Alıntı Metin »
☆ ☆ ☆ ☆ ☆

Ardından 1978’de CHP Sosyalist Enternasyonal’e üye oldu. Ecevit, Willy Brandt, Olof Palme, Bruno Kreisky gibi dünyanın saygın sosyal demokrat liderlerinden biri olarak anılır olmuştu. CHP 1945’de gelişmekte olan ülkeler içinde kansız bir şekilde demokrasiye geçişi sağlayan ilk partiydi. 1970’lere gelindiğinde de dünyada, devlet partisi kökenlerinden gelen ve demokratik solda konumlanmayı başarmış CHP’den başka bir parti yoktu.

Bu değişim sadece CHP’nin bünyesinde yaşanan mücadelelerin etkisiyle oluşmadı. CHP dışı etkiler de en az içerideki mücadeleler kadar belirleyici oldu.

CHP sola yönelirken Türkiye’de neler oluyordu?

☆ ☆ ☆ ☆ ☆

İstenen Görevler »
a: CHP'nin sola yönelişini anlatan metinde adı geçen bütün siyasetçileri sıralayın.
b: CHP'nin sola yönelişini anlatan metne göre CHP, Sosyalist Enternasyonal'e hangi yıl üye olmuştur?
c: CHP'nin sola yönelişini anlatan metni son cümlesinden sonra devam ettirin.

Sağlanan Veriler »
☆ ☆ ☆ ☆ ☆

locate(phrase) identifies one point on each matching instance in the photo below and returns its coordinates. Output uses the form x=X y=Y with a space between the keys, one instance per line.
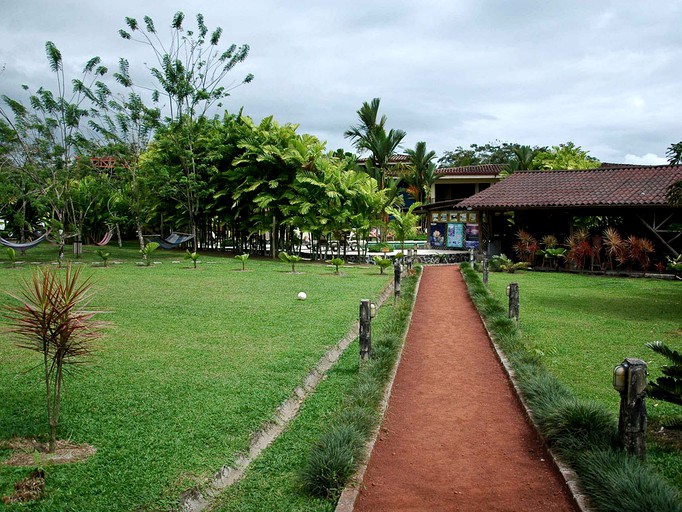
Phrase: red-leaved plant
x=52 y=319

☆ ☆ ☆ ☆ ☆

Görev Yanıtları »
a: Ecevit, Willy Brandt, Olof Palme, Bruno Kreisky

b: CHP, Sosyalist Enternasyonal'e 1978'de üye olmuştur.

c:
CHP’nin sola yönelmesinde parti içi mücadeleler kadar parti dışında yaşanan gelişmeler de etkili oldu. Bunların başında uzun yıllardır bastırılmış olan sol hareketlerin ve işçi hareketinin 1960’larda yükselişe geçmesi yer alıyordu.

İşçi hareketinin yükselişinin temelinde 1963’te 274 ve 275 sayılı kanunlarla işçilere özgür sendikacılık imkanının tanınması ve grev hakkının kabul edilmesi vardı. Akabinde 1960’ta 280 bin olan sendikalı işçi sayısı on yıl sonra yaklaşık dokuz katına yani iki buçuk milyona yükselmişti. Bu süreçte, 27 Mayıs sonrasında, 31 Aralık 1961 günü İstanbul Saraçhane Meydanı’nda toplanan 100 bin işçinin tek bir sloganla “Bizim de Sözümüz Var” diyerek grev hakkını talep etmesinin de etkisi vardı şüphesiz. Artık devir değişmişti. 1960’lar Türkiye’sinde işçiler orta yerdeydi ve hakkını arıyordu.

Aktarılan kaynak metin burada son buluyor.